» **Textabschnitt**:
Auch Monate, nachdem Kriminelle durch die Decke der Filiale in den Tresorraum gelangten, warten Kunden auf Entschädigung.

von Jörg Riefenstahl

Erschienen im Hamburger Abendblatt vom 26.10.2021

Norderstedt. Es war einer der spektakulärsten Bankeinbrüche der vergangenen Jahre in Norddeutschland:

Mit einem Spezialbohrer schnitten Bankräuber Anfang August ein Loch in die Betondecke des Tresorraums der Haspa-Filiale an der Rathausallee in Norderstedt. Durch das Loch gelangten sie in den Tresorraum, brachen 600 der 1200 Schließfächer auf – und entkamen unerkannt mit ihrer Beute.

Wie konnten die Täter unbemerkt in den Tresorraum gelangen? Warum hat die Alarmanlage nicht ausgelöst? Gibt es eine heiße Spur? Fragen, auf die die Polizei aus ermittlungstaktischen Gründen bis heute keine Antworten gibt.

Haspa Norderstedt: Von Bank-Einbruch Betroffene warten auf Entschädigung

Was für die Opfer des Schließfach-Raubes aber noch schwerer wiegt: Fast drei Monate nach dem Bohrer-Einbruch bei der Haspa warten sie immer noch auf eine Entschädigung für ihr verlorenes Geld und ihre Wertsachen. Bis heute haben sie weder Abschlagszahlungen erhalten noch wurden Schäden insgesamt reguliert.

"Mit den betroffenen Kunden und Kundinnen befinden wir uns weiter im engen Austausch. Die Bestandsaufnahme sowie die daraus resultierende Ermittlung der individuellen Schadenshöhe sind noch 

nicht abgeschlossen", sagte Haspa-Sprecherin Stefanie von Carlsburg auf Anfrage des Abendblatts. Die Phase werde "auch noch etwas Zeit" in Anspruch nehmen, so die Sprecherin. "Hier bitten wir unsere Kunden und Kundinnen um etwas Geduld."

» **Bereitgestellte Datensätze**:
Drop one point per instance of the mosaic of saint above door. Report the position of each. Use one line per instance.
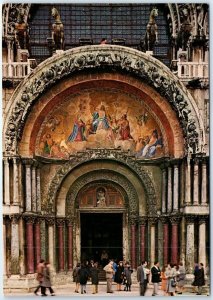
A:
(101, 119)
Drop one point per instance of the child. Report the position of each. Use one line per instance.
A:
(127, 277)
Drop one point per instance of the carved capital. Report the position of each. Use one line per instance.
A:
(15, 218)
(60, 222)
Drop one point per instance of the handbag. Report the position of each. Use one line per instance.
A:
(173, 282)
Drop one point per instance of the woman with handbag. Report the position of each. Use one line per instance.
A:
(171, 274)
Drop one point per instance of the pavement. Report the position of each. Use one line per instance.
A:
(69, 291)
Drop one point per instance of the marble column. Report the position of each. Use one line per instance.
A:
(60, 223)
(165, 222)
(51, 247)
(70, 244)
(175, 188)
(174, 241)
(163, 187)
(15, 181)
(37, 241)
(6, 181)
(28, 186)
(15, 244)
(34, 208)
(152, 222)
(133, 242)
(202, 240)
(204, 183)
(196, 180)
(169, 190)
(38, 189)
(188, 181)
(142, 222)
(189, 243)
(30, 244)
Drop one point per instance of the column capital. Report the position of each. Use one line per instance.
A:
(202, 219)
(175, 219)
(153, 220)
(15, 218)
(60, 221)
(142, 220)
(190, 219)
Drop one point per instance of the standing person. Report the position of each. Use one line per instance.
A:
(127, 275)
(94, 277)
(83, 277)
(76, 278)
(142, 277)
(155, 271)
(181, 278)
(109, 275)
(164, 280)
(46, 283)
(200, 278)
(40, 276)
(119, 275)
(171, 276)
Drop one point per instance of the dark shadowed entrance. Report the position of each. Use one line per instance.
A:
(101, 231)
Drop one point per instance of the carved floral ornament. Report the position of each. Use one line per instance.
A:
(101, 154)
(148, 69)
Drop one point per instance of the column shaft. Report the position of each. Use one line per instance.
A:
(30, 248)
(61, 247)
(70, 247)
(28, 188)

» **Fragen zum Material**:
1. Prüfen Sie, ob die folgenden Aussagen mit dem Textabschnitt übereinstimmen. Antworten Sie jeweils mit Ja oder Nein und zitieren Sie die entscheidenden Worte des Textes wörtlich.
(a) Die Täter brachen sämtliche Schließfächer im Tresorraum auf.
(b) Die Polizei beantwortet Fragen zum Einbruch aus ermittlungstaktischen Gründen bis heute nicht.
(c) Die Betroffenen haben inzwischen Abschlagszahlungen erhalten.
2. Beantworten Sie anhand des Textabschnitts die folgenden Fragen.
(a) An welcher Straße in Norderstedt liegt die betroffene Haspa-Filiale?
(b) Womit schnitten die Bankräuber das Loch in die Betondecke?
(c) Wie heißt die Haspa-Sprecherin, die sich gegenüber dem Abendblatt äußerte?

» **Gelöste Aufgaben**:
1.
(a) Nein: „brachen 600 der 1200 Schließfächer auf“
(b) Ja: „Fragen, auf die die Polizei aus ermittlungstaktischen Gründen bis heute keine Antworten gibt.“
(c) Nein: „Bis heute haben sie weder Abschlagszahlungen erhalten noch wurden Schäden insgesamt reguliert.“

2.
(a) An der Rathausallee.
(b) Mit einem Spezialbohrer.
(c) Stefanie von Carlsburg.